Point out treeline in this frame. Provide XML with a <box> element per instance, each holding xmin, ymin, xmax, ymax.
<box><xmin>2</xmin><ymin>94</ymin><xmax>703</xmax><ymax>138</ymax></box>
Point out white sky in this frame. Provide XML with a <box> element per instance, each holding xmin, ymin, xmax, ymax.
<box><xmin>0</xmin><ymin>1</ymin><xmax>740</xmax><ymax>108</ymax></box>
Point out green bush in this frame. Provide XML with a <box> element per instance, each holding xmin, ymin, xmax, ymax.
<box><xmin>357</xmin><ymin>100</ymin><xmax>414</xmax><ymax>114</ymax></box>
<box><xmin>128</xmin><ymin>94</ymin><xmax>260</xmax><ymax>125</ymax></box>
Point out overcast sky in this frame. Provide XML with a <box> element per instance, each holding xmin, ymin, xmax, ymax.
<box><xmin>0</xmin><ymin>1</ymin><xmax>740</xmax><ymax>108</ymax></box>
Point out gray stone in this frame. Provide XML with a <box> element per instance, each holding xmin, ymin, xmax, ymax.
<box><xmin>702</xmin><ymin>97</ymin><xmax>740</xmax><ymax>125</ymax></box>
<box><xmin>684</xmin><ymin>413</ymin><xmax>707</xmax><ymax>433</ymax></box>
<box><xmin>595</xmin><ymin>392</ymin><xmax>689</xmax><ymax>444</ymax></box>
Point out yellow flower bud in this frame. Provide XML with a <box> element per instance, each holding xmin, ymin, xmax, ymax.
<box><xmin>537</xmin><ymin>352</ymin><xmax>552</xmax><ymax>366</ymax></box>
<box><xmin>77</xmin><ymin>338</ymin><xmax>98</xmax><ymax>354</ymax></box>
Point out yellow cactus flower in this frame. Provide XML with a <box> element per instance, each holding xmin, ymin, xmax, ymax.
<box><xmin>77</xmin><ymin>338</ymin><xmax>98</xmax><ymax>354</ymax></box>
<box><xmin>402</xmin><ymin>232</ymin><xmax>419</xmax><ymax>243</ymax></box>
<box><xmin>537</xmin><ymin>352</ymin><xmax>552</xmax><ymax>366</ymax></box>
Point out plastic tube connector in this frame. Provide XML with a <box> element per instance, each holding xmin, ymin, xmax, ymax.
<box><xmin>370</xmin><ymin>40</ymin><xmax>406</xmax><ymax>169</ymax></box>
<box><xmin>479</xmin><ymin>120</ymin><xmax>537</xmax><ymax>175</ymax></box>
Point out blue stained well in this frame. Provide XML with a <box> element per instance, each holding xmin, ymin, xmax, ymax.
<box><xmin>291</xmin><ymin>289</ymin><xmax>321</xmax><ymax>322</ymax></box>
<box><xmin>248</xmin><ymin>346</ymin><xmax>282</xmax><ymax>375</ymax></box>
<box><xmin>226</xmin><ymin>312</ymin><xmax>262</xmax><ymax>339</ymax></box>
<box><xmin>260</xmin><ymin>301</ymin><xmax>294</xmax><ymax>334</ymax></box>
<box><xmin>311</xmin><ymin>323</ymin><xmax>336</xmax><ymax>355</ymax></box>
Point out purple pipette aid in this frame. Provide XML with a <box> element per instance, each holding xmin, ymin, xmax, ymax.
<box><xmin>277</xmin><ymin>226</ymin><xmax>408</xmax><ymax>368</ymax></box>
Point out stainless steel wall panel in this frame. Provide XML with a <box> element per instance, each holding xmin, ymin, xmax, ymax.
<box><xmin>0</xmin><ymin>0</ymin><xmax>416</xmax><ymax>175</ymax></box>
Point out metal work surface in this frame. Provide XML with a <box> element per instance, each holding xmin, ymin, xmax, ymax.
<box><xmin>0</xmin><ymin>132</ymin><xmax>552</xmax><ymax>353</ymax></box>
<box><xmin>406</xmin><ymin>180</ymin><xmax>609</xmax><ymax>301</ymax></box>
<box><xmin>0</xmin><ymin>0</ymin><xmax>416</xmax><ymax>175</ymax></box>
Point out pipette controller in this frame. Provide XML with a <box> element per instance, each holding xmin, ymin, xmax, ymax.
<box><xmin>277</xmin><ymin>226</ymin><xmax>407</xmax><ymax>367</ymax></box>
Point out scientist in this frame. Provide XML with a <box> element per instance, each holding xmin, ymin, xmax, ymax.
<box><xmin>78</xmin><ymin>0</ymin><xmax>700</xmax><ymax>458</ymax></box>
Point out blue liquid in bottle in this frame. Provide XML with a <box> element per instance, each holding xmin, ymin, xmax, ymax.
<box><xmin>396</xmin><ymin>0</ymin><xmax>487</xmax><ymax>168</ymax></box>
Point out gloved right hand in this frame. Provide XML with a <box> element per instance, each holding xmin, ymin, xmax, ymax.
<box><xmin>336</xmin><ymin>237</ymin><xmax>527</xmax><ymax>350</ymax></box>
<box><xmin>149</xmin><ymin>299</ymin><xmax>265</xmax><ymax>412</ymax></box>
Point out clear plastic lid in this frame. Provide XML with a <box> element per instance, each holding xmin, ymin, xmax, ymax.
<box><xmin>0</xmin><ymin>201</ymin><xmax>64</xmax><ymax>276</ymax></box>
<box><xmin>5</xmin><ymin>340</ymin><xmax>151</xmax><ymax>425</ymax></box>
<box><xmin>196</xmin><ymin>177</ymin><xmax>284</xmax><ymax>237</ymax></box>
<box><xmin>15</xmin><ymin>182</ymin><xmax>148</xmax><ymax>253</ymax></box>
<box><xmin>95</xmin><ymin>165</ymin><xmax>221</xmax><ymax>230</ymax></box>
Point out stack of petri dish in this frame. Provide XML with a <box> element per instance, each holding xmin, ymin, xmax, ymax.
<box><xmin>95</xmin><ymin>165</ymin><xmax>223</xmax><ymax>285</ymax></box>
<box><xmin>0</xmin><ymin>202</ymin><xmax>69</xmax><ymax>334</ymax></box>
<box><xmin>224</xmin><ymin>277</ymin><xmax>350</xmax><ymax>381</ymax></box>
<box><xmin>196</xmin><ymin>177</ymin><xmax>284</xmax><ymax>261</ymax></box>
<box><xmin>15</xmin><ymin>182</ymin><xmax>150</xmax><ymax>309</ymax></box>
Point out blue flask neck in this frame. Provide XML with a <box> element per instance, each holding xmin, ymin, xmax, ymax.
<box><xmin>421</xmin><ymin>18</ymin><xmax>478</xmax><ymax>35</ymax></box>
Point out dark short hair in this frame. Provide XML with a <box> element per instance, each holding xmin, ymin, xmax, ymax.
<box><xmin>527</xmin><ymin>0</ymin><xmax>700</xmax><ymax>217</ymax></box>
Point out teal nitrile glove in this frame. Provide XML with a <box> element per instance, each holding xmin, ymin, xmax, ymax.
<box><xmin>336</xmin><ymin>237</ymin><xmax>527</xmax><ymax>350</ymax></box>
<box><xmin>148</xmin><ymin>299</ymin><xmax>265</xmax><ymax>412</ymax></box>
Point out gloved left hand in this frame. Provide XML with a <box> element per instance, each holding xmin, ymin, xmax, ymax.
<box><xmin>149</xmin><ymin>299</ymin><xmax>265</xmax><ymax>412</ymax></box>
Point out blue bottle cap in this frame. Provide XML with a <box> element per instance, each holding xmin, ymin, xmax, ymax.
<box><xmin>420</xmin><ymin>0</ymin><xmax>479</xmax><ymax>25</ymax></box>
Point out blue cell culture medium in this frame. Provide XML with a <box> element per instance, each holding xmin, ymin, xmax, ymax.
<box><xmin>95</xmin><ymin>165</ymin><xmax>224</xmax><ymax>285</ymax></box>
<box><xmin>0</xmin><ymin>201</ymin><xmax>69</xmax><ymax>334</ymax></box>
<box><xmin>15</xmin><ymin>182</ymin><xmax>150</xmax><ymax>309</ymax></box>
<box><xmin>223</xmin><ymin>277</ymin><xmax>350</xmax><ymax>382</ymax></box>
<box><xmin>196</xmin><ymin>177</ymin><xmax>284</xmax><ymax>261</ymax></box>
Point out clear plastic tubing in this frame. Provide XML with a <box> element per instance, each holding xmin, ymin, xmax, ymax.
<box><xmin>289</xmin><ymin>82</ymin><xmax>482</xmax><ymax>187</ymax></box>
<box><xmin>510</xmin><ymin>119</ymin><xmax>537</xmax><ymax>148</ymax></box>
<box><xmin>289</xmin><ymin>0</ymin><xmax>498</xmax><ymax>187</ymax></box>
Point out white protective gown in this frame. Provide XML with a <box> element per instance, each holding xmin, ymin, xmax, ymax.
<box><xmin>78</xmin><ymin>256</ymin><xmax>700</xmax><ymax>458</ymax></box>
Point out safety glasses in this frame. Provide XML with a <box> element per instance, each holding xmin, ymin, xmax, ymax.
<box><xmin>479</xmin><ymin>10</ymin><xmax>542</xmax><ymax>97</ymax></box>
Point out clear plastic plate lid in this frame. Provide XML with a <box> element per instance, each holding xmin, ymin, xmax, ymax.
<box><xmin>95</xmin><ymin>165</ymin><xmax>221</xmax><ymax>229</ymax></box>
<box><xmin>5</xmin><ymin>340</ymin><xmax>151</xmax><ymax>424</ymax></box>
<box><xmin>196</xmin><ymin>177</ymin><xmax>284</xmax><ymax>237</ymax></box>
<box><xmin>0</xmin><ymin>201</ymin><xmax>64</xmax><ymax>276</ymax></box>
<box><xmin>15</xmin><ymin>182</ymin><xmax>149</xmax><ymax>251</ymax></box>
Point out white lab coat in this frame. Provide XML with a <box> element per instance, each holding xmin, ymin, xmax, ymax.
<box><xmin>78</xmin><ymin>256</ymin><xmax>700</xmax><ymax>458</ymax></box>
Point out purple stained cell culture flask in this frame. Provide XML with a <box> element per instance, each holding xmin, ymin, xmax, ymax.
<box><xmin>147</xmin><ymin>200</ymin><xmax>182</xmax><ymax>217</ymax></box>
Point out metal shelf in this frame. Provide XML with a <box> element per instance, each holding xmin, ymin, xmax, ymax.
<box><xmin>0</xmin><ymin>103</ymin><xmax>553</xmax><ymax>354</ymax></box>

+ + +

- **练习**
请把材料中从含有“Point out clear plastic plate”的那一行起直到材料末尾的各行（首尾均包括在内）整理成 Markdown 表格，两列分别为“序号”和“行内容”，空行不列入。

- **任务结果**
| 序号 | 行内容 |
|---|---|
| 1 | Point out clear plastic plate lid in this frame. Provide XML with a <box> element per instance, each holding xmin, ymin, xmax, ymax. |
| 2 | <box><xmin>95</xmin><ymin>165</ymin><xmax>221</xmax><ymax>229</ymax></box> |
| 3 | <box><xmin>5</xmin><ymin>340</ymin><xmax>151</xmax><ymax>424</ymax></box> |
| 4 | <box><xmin>196</xmin><ymin>177</ymin><xmax>284</xmax><ymax>237</ymax></box> |
| 5 | <box><xmin>0</xmin><ymin>201</ymin><xmax>64</xmax><ymax>276</ymax></box> |
| 6 | <box><xmin>15</xmin><ymin>182</ymin><xmax>149</xmax><ymax>251</ymax></box> |
| 7 | Point out white lab coat in this frame. Provide XML with a <box> element per instance, each holding xmin, ymin, xmax, ymax. |
| 8 | <box><xmin>78</xmin><ymin>256</ymin><xmax>700</xmax><ymax>458</ymax></box> |
| 9 | Point out purple stained cell culture flask in this frame. Provide XML with a <box> element per instance, each holding xmin, ymin, xmax, ymax. |
| 10 | <box><xmin>147</xmin><ymin>200</ymin><xmax>182</xmax><ymax>217</ymax></box> |
| 11 | Point out metal shelf in this frame. Provide XML with a <box> element per instance, each holding xmin, ymin, xmax, ymax. |
| 12 | <box><xmin>0</xmin><ymin>103</ymin><xmax>553</xmax><ymax>354</ymax></box> |